* [WORK TO BE COMPLETED] Give the lines of every record again, switching "pavement" to "sidewalk" and changing nothing else. Leave the pictures out of your answer.

(Data listing)
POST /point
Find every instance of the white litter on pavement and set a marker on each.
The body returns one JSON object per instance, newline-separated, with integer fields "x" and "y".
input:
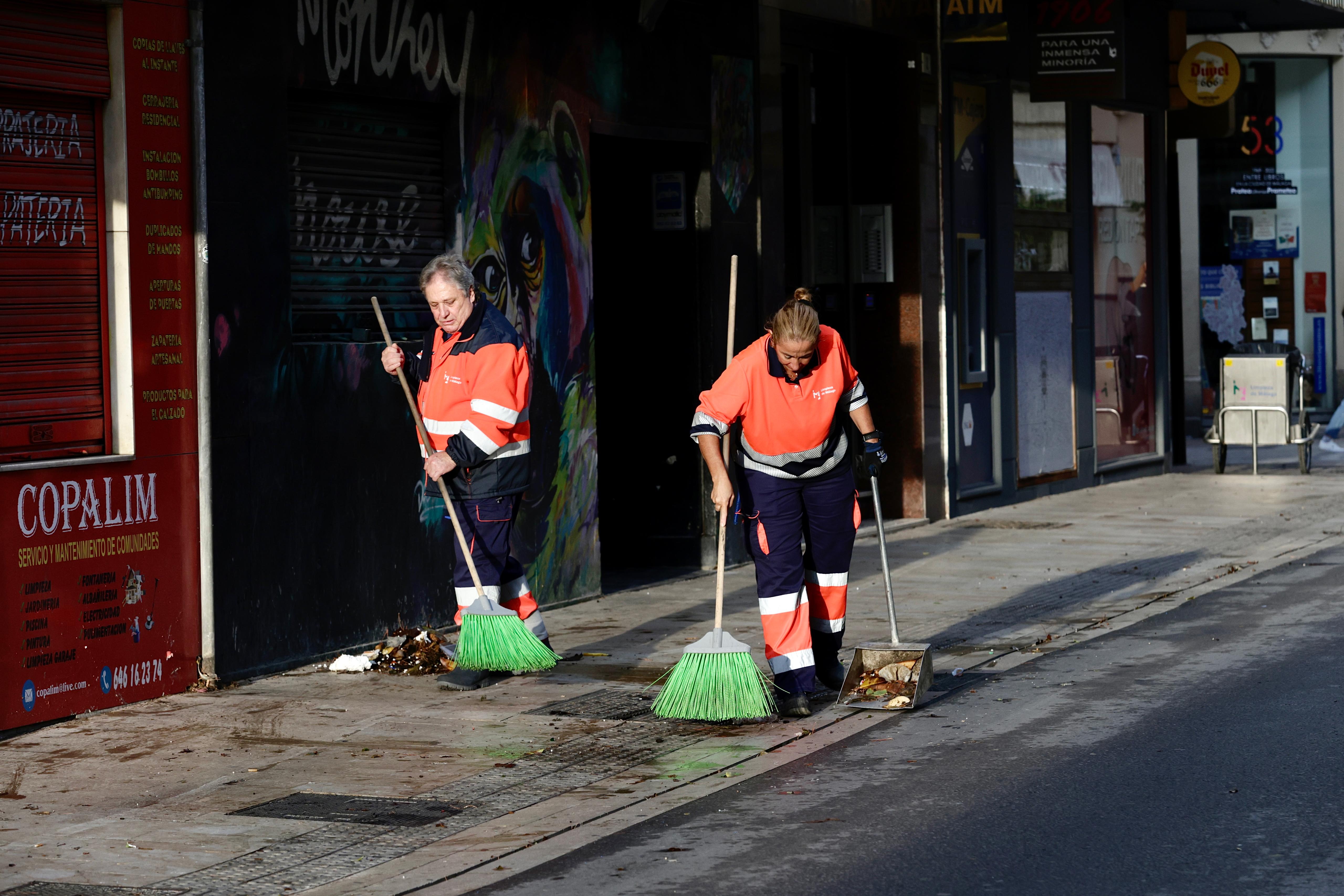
{"x": 346, "y": 663}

* [TASK RESPONSE]
POST /point
Find every instance of the white litter on sidewalk and set a marker on each.
The body returns one JSON object per instance, newline-separated, with integer fields "x" and "y".
input:
{"x": 346, "y": 663}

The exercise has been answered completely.